Data records ::
*****
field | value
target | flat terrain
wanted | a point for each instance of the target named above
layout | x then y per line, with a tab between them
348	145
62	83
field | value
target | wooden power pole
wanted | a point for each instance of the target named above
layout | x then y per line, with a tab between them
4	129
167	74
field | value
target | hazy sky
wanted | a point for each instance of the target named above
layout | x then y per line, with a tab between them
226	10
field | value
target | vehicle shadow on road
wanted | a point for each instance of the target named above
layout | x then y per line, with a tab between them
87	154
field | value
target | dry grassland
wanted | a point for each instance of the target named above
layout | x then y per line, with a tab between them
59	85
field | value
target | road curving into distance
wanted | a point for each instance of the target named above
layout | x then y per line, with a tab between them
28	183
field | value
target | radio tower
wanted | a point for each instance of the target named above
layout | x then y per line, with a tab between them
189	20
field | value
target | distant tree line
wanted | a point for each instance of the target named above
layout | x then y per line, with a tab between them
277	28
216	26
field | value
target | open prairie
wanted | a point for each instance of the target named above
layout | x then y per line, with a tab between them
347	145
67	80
*****
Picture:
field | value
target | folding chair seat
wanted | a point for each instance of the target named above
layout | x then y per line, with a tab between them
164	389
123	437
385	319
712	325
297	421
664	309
*****
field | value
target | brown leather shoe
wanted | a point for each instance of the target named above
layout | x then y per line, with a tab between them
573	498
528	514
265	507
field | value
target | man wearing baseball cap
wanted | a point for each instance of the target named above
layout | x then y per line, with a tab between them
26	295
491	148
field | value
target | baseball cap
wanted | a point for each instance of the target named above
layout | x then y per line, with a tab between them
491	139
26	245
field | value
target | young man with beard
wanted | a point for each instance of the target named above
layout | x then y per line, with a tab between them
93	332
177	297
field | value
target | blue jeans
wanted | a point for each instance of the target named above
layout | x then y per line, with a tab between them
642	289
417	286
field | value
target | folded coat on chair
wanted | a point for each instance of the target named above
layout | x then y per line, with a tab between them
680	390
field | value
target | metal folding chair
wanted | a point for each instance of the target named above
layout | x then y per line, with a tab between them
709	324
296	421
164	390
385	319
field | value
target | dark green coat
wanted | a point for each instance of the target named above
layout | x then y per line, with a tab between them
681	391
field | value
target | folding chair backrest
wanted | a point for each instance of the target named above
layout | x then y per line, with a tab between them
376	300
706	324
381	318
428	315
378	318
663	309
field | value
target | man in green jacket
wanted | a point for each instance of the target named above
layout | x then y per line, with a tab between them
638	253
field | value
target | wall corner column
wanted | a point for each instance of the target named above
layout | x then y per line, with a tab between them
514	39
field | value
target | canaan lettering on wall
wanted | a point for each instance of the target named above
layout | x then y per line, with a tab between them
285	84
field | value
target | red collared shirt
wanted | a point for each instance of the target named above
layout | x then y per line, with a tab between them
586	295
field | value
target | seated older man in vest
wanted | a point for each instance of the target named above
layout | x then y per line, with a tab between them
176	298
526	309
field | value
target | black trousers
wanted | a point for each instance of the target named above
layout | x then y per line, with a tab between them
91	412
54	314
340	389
*****
Return each line of the data where the word "coat" appears.

Completed task ::
target | folded coat on chair
target | dark green coat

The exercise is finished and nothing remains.